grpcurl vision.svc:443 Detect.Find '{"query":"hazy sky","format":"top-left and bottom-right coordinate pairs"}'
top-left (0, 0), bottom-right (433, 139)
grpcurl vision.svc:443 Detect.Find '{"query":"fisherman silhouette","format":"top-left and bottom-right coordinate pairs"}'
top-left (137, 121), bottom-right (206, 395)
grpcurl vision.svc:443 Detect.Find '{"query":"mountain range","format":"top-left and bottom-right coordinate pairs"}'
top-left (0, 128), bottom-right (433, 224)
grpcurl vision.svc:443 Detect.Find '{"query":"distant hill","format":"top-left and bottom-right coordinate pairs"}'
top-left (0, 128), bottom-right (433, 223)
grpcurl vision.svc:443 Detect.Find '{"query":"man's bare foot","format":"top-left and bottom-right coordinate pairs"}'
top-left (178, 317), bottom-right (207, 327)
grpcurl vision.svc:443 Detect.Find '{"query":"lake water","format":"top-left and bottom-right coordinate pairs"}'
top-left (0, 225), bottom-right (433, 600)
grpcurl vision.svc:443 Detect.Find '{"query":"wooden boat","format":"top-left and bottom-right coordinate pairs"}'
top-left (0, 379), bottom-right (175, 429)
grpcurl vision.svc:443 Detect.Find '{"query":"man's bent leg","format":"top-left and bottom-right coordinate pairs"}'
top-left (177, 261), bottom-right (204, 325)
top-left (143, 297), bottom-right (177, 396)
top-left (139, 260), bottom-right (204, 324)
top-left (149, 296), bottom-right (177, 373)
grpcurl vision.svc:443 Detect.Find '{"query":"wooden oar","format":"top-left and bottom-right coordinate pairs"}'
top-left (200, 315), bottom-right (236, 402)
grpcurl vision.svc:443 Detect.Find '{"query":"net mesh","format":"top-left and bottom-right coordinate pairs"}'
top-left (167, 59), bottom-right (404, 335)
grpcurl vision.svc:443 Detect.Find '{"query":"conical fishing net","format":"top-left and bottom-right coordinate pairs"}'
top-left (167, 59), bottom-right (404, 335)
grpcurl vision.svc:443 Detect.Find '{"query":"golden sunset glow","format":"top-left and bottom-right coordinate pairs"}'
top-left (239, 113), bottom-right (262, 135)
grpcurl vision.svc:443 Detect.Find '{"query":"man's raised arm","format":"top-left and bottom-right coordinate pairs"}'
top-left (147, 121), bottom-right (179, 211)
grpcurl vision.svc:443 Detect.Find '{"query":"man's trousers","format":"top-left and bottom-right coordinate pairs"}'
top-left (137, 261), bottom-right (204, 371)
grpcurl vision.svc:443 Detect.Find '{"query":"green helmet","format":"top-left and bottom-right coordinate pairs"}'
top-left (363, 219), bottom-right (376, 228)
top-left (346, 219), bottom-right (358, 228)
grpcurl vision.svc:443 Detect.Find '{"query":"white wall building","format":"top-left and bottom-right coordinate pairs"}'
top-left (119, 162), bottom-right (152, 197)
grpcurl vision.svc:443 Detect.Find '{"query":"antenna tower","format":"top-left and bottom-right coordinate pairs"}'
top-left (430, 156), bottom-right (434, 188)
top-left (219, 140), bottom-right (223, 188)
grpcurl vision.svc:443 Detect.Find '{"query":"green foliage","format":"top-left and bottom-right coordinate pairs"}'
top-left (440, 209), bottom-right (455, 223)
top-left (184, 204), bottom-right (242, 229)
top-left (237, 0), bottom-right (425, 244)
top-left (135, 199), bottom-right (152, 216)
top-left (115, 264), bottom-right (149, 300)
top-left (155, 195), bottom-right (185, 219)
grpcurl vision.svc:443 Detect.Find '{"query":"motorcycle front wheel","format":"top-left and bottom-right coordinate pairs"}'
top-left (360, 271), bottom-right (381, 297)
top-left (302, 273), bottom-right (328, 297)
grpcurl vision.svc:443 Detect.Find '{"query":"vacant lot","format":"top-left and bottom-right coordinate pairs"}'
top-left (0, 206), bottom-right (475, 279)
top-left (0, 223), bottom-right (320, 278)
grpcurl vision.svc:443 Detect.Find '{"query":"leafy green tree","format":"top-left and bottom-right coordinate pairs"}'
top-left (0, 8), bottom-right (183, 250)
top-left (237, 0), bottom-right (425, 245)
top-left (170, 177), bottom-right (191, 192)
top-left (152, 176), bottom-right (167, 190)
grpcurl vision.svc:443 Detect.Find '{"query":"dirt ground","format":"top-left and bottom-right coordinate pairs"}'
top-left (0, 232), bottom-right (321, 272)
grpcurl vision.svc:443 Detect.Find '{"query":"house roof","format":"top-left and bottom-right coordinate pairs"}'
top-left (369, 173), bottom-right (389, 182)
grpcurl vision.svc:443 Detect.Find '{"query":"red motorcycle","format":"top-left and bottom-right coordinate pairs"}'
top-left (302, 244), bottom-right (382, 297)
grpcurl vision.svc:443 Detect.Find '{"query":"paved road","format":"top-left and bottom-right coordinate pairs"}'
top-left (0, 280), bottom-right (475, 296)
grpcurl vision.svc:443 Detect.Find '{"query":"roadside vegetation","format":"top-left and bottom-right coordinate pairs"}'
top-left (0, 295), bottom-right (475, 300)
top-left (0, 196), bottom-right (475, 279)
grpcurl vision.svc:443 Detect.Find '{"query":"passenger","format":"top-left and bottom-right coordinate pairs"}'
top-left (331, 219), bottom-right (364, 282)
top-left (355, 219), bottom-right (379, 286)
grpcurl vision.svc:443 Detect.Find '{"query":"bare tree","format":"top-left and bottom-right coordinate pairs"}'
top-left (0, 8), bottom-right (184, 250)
□ □ □ □ □ □ □
◆ Instructions for the task ◆
Reproduce all of the items above word for word, without changing anything.

◆ Right answer ◆
grpcurl vision.svc:443 Detect.Find '{"query":"hazy sky","format":"top-left and bottom-right coordinate pairs"}'
top-left (0, 0), bottom-right (433, 139)
grpcurl vision.svc:443 Detect.Find '{"query":"fisherman silhouette","format":"top-left and bottom-right coordinate pairs"}'
top-left (137, 121), bottom-right (206, 395)
grpcurl vision.svc:443 Detect.Find '{"query":"mountain range","format":"top-left and bottom-right coordinate pairs"}'
top-left (0, 128), bottom-right (433, 224)
grpcurl vision.svc:443 Detect.Find '{"query":"distant hill","format":"top-left and bottom-right coordinate pairs"}'
top-left (0, 128), bottom-right (433, 223)
grpcurl vision.svc:443 Detect.Find '{"query":"man's bare foot","format":"top-left and bottom-right coordinate pairs"}'
top-left (178, 317), bottom-right (207, 327)
grpcurl vision.svc:443 Detect.Find '{"query":"lake water","format":"top-left and bottom-right coordinate pairs"}'
top-left (0, 225), bottom-right (433, 600)
grpcurl vision.svc:443 Detect.Find '{"query":"wooden boat","format":"top-left and bottom-right coordinate pairs"}'
top-left (0, 379), bottom-right (175, 429)
grpcurl vision.svc:443 Detect.Find '{"query":"man's bent leg","format":"top-left and bottom-right coordinate pairs"}'
top-left (177, 261), bottom-right (204, 325)
top-left (143, 297), bottom-right (177, 396)
top-left (139, 260), bottom-right (204, 324)
top-left (149, 296), bottom-right (177, 373)
grpcurl vision.svc:443 Detect.Find '{"query":"wooden oar","format":"top-left and bottom-right coordinate pairs"}'
top-left (200, 315), bottom-right (236, 402)
grpcurl vision.svc:443 Detect.Find '{"query":"net mesh","format":"top-left and bottom-right coordinate pairs"}'
top-left (167, 59), bottom-right (404, 335)
grpcurl vision.svc:443 Detect.Find '{"query":"conical fishing net","format":"top-left and bottom-right coordinate pairs"}'
top-left (167, 59), bottom-right (404, 335)
grpcurl vision.svc:443 Detect.Find '{"query":"golden sunset glow","format":"top-left and bottom-right coordinate pairs"}'
top-left (239, 113), bottom-right (262, 135)
grpcurl vision.svc:443 Detect.Find '{"query":"man's raised arm","format":"top-left and bottom-right coordinate pairs"}'
top-left (147, 121), bottom-right (179, 211)
grpcurl vision.svc:443 Detect.Find '{"query":"man's trousers","format":"top-left and bottom-right coordinate pairs"}'
top-left (137, 261), bottom-right (204, 371)
grpcurl vision.svc:443 Detect.Find '{"query":"green helmet","format":"top-left and bottom-right coordinate pairs"}'
top-left (363, 219), bottom-right (376, 228)
top-left (346, 219), bottom-right (358, 228)
grpcurl vision.svc:443 Detect.Find '{"query":"white wall building","format":"top-left and bottom-right coordinate pairs"}'
top-left (119, 162), bottom-right (152, 197)
grpcurl vision.svc:443 Detect.Find '{"query":"antenna tower","format":"top-left and bottom-right coordinate pairs"}'
top-left (430, 156), bottom-right (434, 188)
top-left (219, 140), bottom-right (223, 188)
grpcurl vision.svc:443 Detect.Find '{"query":"green foliage","format":"top-left and bottom-right coordinate pairs"}'
top-left (440, 209), bottom-right (455, 223)
top-left (184, 204), bottom-right (242, 229)
top-left (237, 0), bottom-right (425, 244)
top-left (135, 199), bottom-right (152, 216)
top-left (115, 264), bottom-right (149, 300)
top-left (155, 195), bottom-right (185, 219)
grpcurl vision.svc:443 Detect.Find '{"query":"motorcycle front wheel","format":"top-left and bottom-right coordinate pairs"}'
top-left (360, 271), bottom-right (381, 297)
top-left (302, 273), bottom-right (328, 297)
grpcurl vision.svc:443 Detect.Find '{"query":"vacant lot","format":"top-left and bottom-right coordinate pairs"}'
top-left (0, 206), bottom-right (475, 279)
top-left (0, 223), bottom-right (320, 278)
grpcurl vision.svc:443 Detect.Find '{"query":"leafy green tree","format":"top-left and bottom-right coordinate pairs"}'
top-left (0, 8), bottom-right (183, 250)
top-left (237, 0), bottom-right (425, 245)
top-left (170, 177), bottom-right (191, 192)
top-left (152, 176), bottom-right (167, 190)
grpcurl vision.svc:443 Detect.Find '{"query":"dirt ground","format":"top-left and bottom-right coordinate pairs"}'
top-left (0, 232), bottom-right (321, 272)
grpcurl vision.svc:443 Detect.Find '{"query":"house roof","format":"top-left and bottom-right coordinate pairs"}'
top-left (369, 173), bottom-right (389, 182)
grpcurl vision.svc:443 Detect.Find '{"query":"red motorcycle","format":"top-left and bottom-right coordinate pairs"}'
top-left (302, 244), bottom-right (382, 297)
grpcurl vision.svc:443 Detect.Find '{"query":"paved road","format":"top-left and bottom-right coordinate pairs"}'
top-left (0, 280), bottom-right (475, 296)
grpcurl vision.svc:443 Detect.Find '{"query":"roadside vegetation","format":"top-left and bottom-right coordinate pairs"}'
top-left (0, 295), bottom-right (475, 300)
top-left (0, 196), bottom-right (475, 279)
grpcurl vision.svc:443 Detect.Find '{"query":"passenger","format":"top-left and bottom-right coordinate pairs"}'
top-left (331, 219), bottom-right (364, 282)
top-left (355, 219), bottom-right (379, 286)
grpcurl vision.svc:443 Detect.Find '{"query":"bare tree","format":"top-left and bottom-right coordinate pairs"}'
top-left (0, 8), bottom-right (184, 250)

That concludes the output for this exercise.